━━━ Source material

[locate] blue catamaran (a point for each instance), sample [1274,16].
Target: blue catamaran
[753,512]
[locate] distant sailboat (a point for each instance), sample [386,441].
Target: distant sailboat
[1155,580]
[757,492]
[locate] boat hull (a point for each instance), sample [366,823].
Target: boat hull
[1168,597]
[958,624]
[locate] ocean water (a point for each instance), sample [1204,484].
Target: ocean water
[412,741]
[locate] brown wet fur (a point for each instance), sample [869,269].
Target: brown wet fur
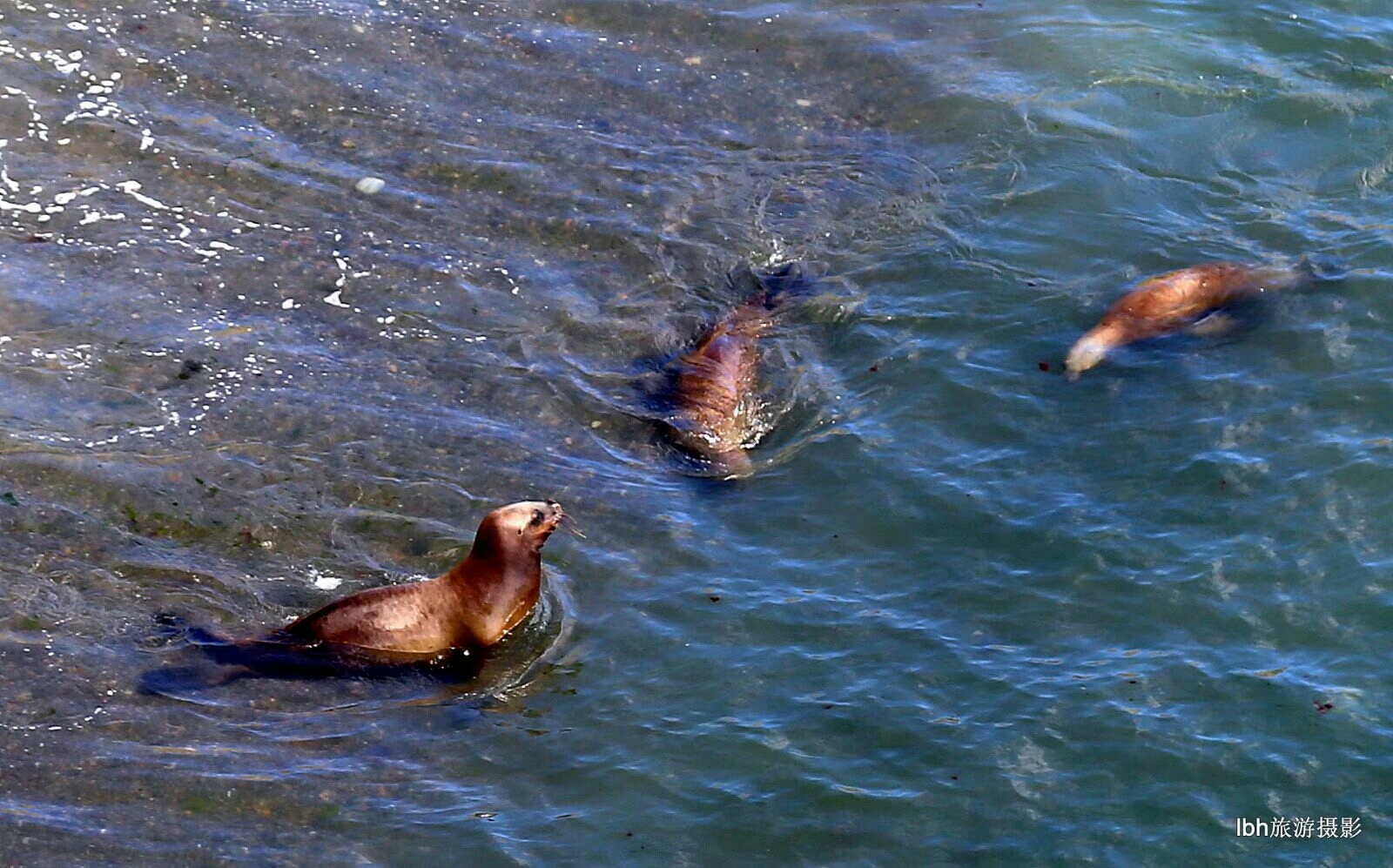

━━━━━━

Please retype exactly the lines from the one containing "[locate] boat hull" through the last line of the records, both included, leaving out every picture.

■ **Solution for this problem**
[locate] boat hull (a point for each instance), sample [366,823].
Target: boat hull
[1168,597]
[958,624]
[locate] ocean water (a point for each instance), sample [1204,484].
Target: ocean water
[412,741]
[locate] brown wet fur (a point for each instance), sample [869,269].
Target: brown wet fur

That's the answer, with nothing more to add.